Passage:
In the first place, I recall that, pursuant to Article 3(1)(a) of Regulation No 261/2004, the flight at issue in the main proceedings falls within the scope of that regulation because the applicants in the main proceedings started their journey departing from an airport located in a Member State, namely in Belgium. It is this criterion which creates a close connection with the territory of the European Union. Thus, the fact that, in the present case, the right to compensation arose following a delay that occurred entirely within the territory of a third country in no way alters that connection with the territory of the European Union. Indeed, as I have stated in points 36 and 37 of this Opinion, connecting flights departing from an airport located in a Member State to a third-country airport constitute a whole, which could be equated with a direct flight operating the same route. In that respect, the Court has recognised that, ‘if a flight …, which was made entirely outside the European Union, were to be considered a separate transport operation, it would not come within the remit of Regulation No 261/2004. On the other hand, if a transport … were to be considered as a whole, with its point of departure in a Member State, the regulation would apply’. ( 26 )

62.

It follows that the Court, on the one hand, has implicitly ( 27 ) already recognised that principle of sovereignty, noting that, in cases of separate flights, Regulation No 261/2004 does not apply to the flight effected outside the European Union, but, on the other hand, has held that the application of Article 3(1)(a) and of Article 7 of that regulation to connecting flights does not infringe that principle. Under that rationale, such an application cannot affect the sovereignty of a third country within the territory of which the last leg of a connecting flight is carried out, the applicants in the main proceedings having, by definition, commenced their journey departing from an airport located in the territory of the European Union.

Task statement: Please list each article of Regulation No 261/2004 and each point of this Opinion that the passage above refers to by number.

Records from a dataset
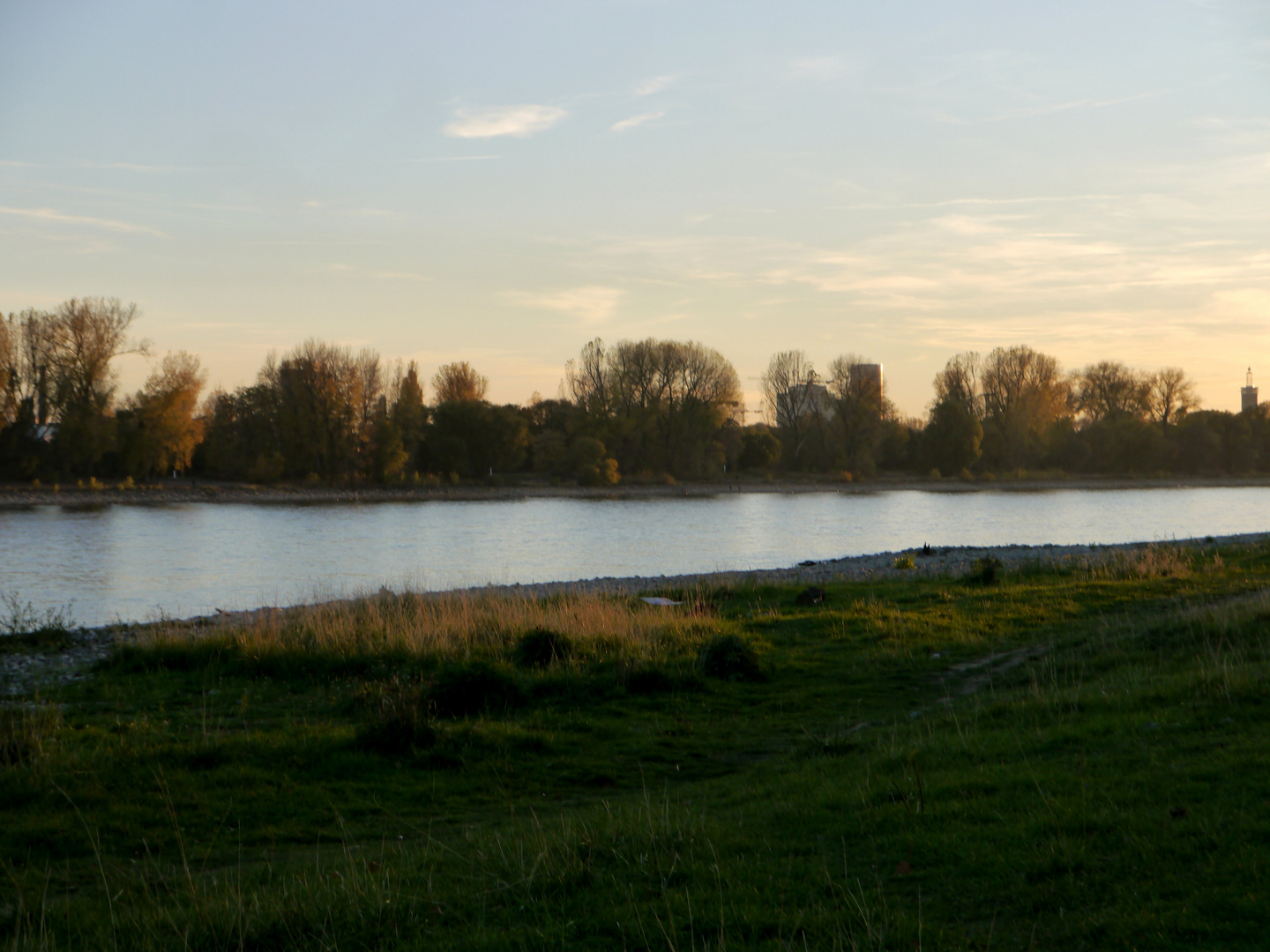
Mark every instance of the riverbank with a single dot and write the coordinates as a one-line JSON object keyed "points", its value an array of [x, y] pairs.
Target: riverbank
{"points": [[20, 495], [69, 659], [909, 762]]}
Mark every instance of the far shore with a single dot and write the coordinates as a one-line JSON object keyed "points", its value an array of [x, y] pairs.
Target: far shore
{"points": [[20, 495]]}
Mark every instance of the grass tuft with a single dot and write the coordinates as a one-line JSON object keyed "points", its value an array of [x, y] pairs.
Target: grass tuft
{"points": [[28, 733]]}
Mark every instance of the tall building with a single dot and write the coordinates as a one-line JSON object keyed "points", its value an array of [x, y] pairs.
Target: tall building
{"points": [[866, 381], [1249, 395]]}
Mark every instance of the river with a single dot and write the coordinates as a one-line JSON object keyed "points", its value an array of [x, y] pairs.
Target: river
{"points": [[138, 562]]}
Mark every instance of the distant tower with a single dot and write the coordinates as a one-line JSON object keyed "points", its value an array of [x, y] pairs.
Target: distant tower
{"points": [[1249, 395]]}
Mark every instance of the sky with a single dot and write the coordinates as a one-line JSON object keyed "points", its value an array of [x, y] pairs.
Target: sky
{"points": [[503, 182]]}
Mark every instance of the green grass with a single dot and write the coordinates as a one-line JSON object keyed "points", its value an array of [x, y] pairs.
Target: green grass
{"points": [[1054, 761]]}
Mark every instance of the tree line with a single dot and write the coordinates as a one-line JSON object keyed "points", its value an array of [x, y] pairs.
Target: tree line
{"points": [[637, 410]]}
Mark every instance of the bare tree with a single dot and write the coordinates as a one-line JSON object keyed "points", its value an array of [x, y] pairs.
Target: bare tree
{"points": [[1169, 397], [790, 394], [959, 381], [165, 407], [1024, 394], [788, 387], [9, 401], [1109, 390], [81, 342], [459, 383]]}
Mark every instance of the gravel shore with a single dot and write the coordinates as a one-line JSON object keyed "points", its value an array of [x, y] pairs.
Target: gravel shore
{"points": [[25, 672], [934, 562], [178, 492]]}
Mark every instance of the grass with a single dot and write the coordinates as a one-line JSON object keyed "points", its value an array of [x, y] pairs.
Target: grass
{"points": [[1061, 756]]}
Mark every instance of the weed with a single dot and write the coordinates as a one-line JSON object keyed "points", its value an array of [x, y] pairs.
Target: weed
{"points": [[473, 688], [730, 658], [398, 723], [542, 648]]}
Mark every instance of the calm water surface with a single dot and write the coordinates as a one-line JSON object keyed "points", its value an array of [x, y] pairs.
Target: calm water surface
{"points": [[135, 562]]}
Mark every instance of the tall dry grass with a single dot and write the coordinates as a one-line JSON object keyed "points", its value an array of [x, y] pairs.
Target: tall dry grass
{"points": [[451, 626]]}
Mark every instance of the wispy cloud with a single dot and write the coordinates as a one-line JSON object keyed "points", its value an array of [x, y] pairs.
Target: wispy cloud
{"points": [[444, 159], [108, 224], [654, 86], [591, 305], [637, 121], [817, 68], [400, 276], [517, 121]]}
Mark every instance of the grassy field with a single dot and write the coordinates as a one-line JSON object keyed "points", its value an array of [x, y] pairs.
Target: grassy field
{"points": [[1042, 759]]}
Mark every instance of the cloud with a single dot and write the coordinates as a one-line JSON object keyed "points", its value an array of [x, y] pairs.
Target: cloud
{"points": [[519, 121], [637, 121], [817, 68], [446, 159], [654, 86], [591, 303], [109, 225]]}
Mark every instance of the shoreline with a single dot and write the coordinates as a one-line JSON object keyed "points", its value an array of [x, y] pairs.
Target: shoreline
{"points": [[185, 492], [20, 673]]}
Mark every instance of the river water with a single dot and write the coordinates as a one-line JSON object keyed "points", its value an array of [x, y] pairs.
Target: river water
{"points": [[136, 562]]}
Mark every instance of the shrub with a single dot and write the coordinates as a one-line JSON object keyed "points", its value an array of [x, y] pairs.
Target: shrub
{"points": [[464, 689], [542, 648], [730, 658], [811, 596]]}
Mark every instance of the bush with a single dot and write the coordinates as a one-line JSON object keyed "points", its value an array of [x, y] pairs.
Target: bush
{"points": [[467, 689], [398, 721], [811, 596], [732, 659], [542, 648]]}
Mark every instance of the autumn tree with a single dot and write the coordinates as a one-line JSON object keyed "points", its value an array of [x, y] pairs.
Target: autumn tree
{"points": [[657, 405], [959, 383], [167, 412], [1108, 390], [459, 383], [860, 413], [794, 400], [1025, 395], [1169, 397]]}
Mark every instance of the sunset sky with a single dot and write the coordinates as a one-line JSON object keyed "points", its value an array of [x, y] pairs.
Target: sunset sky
{"points": [[502, 182]]}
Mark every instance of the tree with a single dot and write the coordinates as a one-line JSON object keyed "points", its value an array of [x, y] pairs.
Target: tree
{"points": [[409, 414], [759, 450], [859, 413], [658, 405], [165, 409], [458, 383], [1109, 390], [1169, 397], [794, 398], [86, 334], [959, 381], [1024, 394], [952, 437]]}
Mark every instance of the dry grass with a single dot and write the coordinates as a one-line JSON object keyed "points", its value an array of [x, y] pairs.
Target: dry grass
{"points": [[452, 626], [26, 733]]}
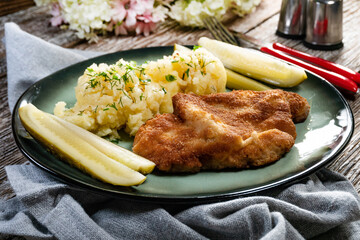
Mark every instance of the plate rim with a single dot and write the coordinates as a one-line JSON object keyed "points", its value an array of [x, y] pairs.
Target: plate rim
{"points": [[158, 198]]}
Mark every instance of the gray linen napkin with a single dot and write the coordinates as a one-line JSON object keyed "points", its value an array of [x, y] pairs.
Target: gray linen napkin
{"points": [[322, 206]]}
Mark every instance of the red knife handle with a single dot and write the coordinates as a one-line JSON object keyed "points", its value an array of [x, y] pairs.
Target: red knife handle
{"points": [[321, 62], [334, 78]]}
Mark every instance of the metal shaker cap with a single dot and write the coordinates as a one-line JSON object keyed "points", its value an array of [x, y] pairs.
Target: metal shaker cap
{"points": [[292, 19], [324, 24]]}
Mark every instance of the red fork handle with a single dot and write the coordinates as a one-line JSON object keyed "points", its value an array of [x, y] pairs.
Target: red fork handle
{"points": [[334, 78], [346, 72]]}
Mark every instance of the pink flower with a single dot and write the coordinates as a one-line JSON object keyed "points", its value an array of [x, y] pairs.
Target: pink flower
{"points": [[57, 19], [133, 16]]}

Finished exercise:
- Article 3(1)(a) of Regulation No 261/2004
- Article 7 of Regulation No 261/2004
- Point 36 of this Opinion
- Point 37 of this Opinion